═══ TASK MATERIAL
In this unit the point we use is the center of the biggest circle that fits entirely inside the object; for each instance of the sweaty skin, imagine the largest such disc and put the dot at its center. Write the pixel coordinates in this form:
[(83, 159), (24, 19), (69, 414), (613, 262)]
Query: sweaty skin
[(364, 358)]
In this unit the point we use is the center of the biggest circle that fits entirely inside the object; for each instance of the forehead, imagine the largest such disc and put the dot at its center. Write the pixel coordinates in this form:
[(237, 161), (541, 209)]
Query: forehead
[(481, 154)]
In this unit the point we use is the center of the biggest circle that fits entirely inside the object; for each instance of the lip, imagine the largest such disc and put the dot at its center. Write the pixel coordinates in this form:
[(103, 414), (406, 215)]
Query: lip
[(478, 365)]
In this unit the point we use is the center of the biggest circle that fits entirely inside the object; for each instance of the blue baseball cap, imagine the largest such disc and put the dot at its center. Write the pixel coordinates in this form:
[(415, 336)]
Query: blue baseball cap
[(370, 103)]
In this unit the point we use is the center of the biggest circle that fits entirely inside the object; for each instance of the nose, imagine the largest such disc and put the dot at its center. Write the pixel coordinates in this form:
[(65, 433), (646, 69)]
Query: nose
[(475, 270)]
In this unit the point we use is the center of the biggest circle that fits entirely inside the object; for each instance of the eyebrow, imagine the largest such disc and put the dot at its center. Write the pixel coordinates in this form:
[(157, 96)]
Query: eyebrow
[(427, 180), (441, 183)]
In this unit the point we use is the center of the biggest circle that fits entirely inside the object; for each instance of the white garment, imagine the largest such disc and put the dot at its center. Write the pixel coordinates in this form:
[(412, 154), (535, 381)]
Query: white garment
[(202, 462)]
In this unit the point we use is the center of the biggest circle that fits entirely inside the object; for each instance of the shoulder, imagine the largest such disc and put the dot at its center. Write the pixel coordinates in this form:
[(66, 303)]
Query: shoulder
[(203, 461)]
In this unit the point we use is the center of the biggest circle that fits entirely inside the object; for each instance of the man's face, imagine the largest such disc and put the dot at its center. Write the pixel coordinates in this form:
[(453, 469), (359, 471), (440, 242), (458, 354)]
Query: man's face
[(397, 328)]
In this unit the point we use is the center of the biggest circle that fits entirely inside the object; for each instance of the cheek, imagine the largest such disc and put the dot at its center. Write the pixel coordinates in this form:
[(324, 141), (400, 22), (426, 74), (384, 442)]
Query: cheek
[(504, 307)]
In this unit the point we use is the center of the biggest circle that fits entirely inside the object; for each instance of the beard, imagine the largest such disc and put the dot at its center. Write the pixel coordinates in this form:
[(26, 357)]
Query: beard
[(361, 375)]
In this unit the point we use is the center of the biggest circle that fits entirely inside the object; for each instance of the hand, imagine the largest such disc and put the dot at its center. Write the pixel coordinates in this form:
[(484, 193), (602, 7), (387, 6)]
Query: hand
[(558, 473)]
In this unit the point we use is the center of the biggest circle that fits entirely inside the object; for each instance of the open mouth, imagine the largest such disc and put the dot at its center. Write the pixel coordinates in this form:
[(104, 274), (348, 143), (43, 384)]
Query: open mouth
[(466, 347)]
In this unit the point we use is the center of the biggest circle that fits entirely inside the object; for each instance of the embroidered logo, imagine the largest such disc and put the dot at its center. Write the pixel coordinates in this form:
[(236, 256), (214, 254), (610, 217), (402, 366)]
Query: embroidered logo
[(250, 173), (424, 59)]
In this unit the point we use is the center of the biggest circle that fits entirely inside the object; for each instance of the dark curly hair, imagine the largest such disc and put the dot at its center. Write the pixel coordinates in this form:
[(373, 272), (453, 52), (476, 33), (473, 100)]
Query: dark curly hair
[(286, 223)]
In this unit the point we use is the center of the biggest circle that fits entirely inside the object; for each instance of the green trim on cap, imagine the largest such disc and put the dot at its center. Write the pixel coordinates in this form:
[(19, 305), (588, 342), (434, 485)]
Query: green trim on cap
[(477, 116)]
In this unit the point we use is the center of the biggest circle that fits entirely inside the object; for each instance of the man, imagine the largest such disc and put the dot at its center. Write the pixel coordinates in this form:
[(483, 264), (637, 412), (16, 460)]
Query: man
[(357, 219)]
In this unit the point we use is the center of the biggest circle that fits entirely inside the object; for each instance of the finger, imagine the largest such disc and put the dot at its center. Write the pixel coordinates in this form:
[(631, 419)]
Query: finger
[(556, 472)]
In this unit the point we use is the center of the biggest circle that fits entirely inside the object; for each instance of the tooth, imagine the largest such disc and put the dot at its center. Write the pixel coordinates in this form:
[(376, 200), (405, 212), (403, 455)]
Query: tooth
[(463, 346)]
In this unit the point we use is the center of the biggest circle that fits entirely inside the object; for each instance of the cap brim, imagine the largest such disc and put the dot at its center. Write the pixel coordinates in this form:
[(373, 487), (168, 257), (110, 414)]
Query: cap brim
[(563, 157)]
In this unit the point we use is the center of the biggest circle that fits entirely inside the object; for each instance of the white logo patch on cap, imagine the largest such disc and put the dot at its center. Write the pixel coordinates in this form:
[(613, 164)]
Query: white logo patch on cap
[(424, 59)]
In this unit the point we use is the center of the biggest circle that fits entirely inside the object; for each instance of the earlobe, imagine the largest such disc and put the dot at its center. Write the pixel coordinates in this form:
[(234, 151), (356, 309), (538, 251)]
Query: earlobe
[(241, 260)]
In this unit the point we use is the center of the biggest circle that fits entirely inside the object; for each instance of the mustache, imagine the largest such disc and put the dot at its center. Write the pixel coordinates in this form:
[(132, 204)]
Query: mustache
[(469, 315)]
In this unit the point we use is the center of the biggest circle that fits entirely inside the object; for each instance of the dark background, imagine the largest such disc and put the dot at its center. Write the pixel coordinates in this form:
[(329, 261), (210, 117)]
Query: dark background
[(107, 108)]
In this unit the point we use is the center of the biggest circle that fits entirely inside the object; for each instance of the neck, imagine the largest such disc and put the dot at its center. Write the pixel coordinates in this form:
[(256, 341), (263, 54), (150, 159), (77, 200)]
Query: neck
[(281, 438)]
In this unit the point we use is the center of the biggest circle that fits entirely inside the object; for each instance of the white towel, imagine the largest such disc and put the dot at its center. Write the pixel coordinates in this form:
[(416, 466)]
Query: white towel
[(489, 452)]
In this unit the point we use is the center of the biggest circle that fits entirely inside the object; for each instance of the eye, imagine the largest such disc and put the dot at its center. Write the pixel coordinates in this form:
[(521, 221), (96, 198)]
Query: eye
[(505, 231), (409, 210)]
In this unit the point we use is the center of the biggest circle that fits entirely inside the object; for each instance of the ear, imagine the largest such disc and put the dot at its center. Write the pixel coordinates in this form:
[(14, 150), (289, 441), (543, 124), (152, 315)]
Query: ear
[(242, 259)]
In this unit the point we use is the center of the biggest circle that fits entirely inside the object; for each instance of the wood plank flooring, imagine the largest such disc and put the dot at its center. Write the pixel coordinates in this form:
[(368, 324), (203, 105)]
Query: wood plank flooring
══════
• TASK TO COMPLETE: Add 129 to each coordinate in the answers of the rows from the beginning through the line containing "[(481, 154)]", and write out all of those lines again, requests included. The sample coordinates inside the requests stay unchanged.

• FINISHED TASK:
In this unit the point we use is the center of the biggest circle that fits entirely inside the object; for each instance of the sweaty skin, imagine the largest such disc and put the dot at its center. Write the pixel coordinates in this form:
[(83, 159), (24, 19), (69, 414), (613, 262)]
Query: sweaty skin
[(493, 487)]
In this unit the point we use is the center of the biggest circle that fits entirely inside the object; for each instance of the forehead, imagine the largest such disc and put the dot at its center. Write the pixel coordinates in this form:
[(237, 161), (541, 209)]
Query: forehead
[(610, 283)]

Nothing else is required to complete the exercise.